◆ Problem requirements ◆
Exact copies of the line with "# point at: white" and of all lines after it through the end of the entries are required, and no other lines.

[Records contained in a dataset]
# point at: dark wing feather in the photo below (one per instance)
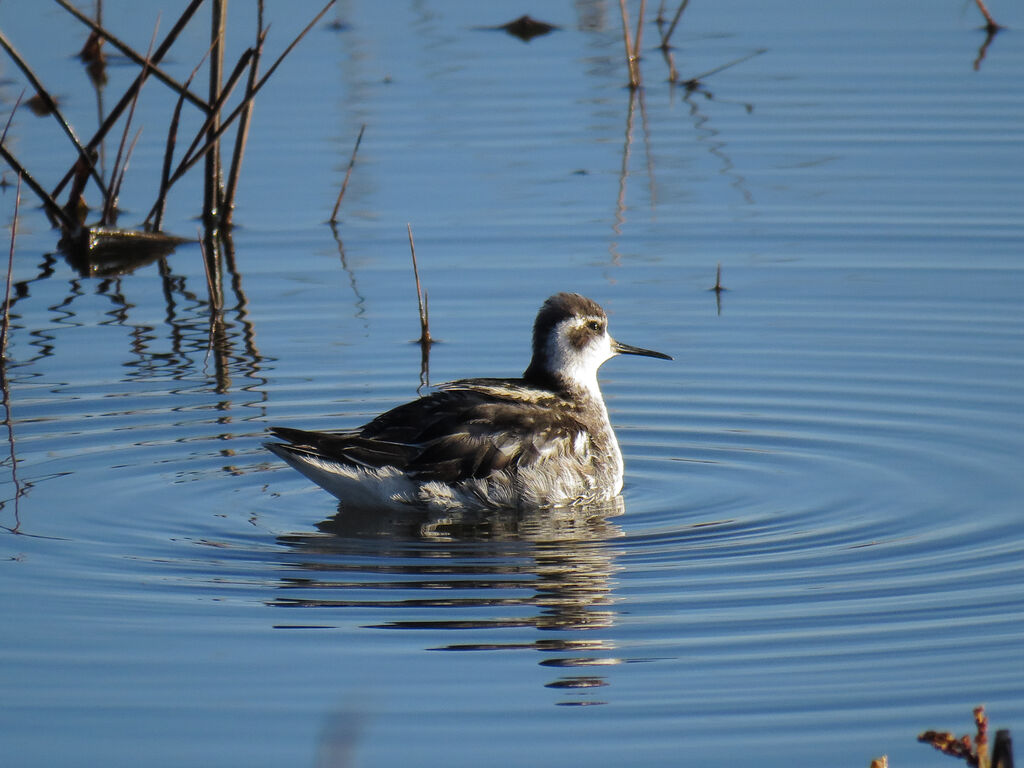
(467, 429)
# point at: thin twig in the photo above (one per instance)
(212, 192)
(48, 203)
(638, 40)
(201, 153)
(8, 421)
(5, 324)
(172, 132)
(128, 95)
(163, 77)
(111, 203)
(10, 118)
(631, 57)
(420, 296)
(242, 137)
(211, 283)
(990, 25)
(694, 82)
(348, 172)
(110, 212)
(51, 107)
(672, 27)
(210, 129)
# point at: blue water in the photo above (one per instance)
(819, 549)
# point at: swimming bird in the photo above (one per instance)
(540, 440)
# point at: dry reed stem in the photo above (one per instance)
(128, 51)
(638, 40)
(225, 124)
(121, 105)
(52, 108)
(242, 138)
(672, 27)
(10, 118)
(694, 82)
(420, 296)
(4, 329)
(5, 323)
(212, 129)
(348, 172)
(211, 282)
(990, 25)
(48, 203)
(111, 202)
(157, 213)
(631, 54)
(212, 192)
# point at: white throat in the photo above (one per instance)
(574, 365)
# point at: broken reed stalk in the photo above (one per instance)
(117, 176)
(631, 54)
(718, 280)
(348, 172)
(420, 296)
(172, 131)
(5, 324)
(51, 107)
(990, 26)
(97, 29)
(49, 204)
(242, 138)
(210, 267)
(638, 39)
(672, 27)
(121, 105)
(192, 155)
(225, 124)
(212, 192)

◆ Answer below ◆
# point at: white throat in the photo above (one per instance)
(574, 365)
# point at: broken reed stalk in the photo above (one per instance)
(117, 176)
(631, 54)
(718, 280)
(348, 172)
(420, 296)
(172, 131)
(5, 324)
(51, 107)
(990, 26)
(97, 29)
(49, 204)
(242, 138)
(210, 267)
(638, 39)
(672, 27)
(121, 105)
(192, 155)
(225, 124)
(212, 192)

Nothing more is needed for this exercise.